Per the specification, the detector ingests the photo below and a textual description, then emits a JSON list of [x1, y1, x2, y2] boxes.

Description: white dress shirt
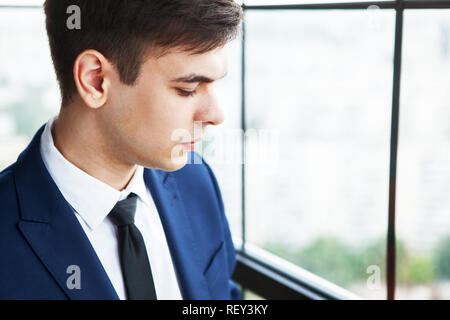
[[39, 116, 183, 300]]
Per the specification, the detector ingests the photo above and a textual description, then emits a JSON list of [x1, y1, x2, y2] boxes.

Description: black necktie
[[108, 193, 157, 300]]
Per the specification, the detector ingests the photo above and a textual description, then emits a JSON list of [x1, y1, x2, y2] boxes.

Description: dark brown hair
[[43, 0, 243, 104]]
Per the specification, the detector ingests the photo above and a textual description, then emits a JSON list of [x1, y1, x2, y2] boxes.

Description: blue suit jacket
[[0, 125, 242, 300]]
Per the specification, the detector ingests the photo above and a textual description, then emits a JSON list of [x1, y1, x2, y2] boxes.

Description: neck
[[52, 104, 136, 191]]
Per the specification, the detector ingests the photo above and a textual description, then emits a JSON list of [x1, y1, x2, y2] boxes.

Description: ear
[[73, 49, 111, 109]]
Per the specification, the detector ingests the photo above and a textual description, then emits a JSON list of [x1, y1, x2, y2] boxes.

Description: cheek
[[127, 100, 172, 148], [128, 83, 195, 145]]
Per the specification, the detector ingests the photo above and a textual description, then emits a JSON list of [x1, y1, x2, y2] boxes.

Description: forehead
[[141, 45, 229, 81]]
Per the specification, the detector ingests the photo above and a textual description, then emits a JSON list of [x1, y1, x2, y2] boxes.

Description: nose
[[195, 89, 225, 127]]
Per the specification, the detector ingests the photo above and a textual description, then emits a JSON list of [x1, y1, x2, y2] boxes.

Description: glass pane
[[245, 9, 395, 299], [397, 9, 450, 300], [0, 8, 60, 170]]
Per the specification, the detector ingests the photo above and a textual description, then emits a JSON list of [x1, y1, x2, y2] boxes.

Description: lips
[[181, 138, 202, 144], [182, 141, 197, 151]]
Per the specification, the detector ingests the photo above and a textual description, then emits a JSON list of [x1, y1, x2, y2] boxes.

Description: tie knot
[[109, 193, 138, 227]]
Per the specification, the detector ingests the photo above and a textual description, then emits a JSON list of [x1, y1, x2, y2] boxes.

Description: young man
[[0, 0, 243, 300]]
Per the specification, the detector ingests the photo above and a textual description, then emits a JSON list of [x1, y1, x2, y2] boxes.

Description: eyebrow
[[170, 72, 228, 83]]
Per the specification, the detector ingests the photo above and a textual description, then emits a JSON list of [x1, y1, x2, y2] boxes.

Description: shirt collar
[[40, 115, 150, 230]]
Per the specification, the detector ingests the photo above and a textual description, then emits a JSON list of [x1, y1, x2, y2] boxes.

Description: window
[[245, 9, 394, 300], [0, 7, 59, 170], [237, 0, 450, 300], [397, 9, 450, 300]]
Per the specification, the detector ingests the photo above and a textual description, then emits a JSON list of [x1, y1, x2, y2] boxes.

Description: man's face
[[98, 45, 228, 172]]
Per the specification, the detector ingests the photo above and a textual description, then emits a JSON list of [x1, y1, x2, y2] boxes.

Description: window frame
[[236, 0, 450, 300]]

# # # # # # #

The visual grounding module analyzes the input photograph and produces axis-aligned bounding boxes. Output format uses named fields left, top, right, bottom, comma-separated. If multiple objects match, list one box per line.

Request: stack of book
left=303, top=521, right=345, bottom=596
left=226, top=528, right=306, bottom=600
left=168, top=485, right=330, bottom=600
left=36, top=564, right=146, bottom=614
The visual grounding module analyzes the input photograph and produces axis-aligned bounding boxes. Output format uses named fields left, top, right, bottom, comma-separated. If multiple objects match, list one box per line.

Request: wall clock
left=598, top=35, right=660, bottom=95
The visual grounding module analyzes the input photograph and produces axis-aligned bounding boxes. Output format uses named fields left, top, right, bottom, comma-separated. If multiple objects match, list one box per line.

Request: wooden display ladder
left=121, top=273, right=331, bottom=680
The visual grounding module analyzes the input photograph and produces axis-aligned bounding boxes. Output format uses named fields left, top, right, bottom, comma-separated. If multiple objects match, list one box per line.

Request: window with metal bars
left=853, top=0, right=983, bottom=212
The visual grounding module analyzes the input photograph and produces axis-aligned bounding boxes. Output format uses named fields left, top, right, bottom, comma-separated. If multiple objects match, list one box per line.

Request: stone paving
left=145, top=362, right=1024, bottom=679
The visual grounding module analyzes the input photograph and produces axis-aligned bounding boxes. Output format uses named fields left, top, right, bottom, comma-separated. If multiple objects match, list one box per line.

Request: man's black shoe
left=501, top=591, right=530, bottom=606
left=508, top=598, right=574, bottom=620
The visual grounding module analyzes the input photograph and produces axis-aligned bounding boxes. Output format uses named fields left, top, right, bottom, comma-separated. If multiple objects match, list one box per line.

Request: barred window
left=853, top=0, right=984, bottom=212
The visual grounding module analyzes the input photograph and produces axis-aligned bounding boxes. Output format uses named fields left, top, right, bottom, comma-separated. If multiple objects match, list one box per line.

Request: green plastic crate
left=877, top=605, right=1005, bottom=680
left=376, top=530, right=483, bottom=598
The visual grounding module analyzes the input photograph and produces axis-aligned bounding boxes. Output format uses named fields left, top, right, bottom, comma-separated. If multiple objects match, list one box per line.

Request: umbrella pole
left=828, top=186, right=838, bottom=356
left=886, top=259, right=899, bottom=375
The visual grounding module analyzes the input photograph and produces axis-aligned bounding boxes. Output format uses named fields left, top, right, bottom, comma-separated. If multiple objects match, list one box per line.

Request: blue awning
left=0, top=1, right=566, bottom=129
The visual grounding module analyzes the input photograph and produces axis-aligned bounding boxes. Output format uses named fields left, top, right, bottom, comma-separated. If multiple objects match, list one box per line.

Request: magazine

# # # # # # #

◆ Task brief
Start with the line above that contains "Request: green plastic crate" and end with the line that contains "Request: magazine". Write out those lines exactly, and only those.

◆ Output for this exercise
Request: green plastic crate
left=877, top=605, right=1005, bottom=680
left=376, top=530, right=483, bottom=598
The visual grounding module analyzes the input photograph and produces axis-aligned bounding boxes. Output format uses named fields left, top, right, bottom, comma-separated. If multiple objects match, list one box per line.

Request: umbrella pole
left=828, top=186, right=838, bottom=356
left=886, top=259, right=899, bottom=375
The visual grounding module analyzes the input photograph and produces axis-aligned bounding boxes. Output format uses named fields left, top, right, bottom, comma-separated. If multiple objects match, list one box per line.

Request: blue awning
left=0, top=1, right=566, bottom=129
The visual grounding module analyzes the input photograph and produces axis-aligned bounding boxes. Output format uses named fields left, top, right, bottom, comma-separated. If multiple objects match, list one box per line.

Request: magazine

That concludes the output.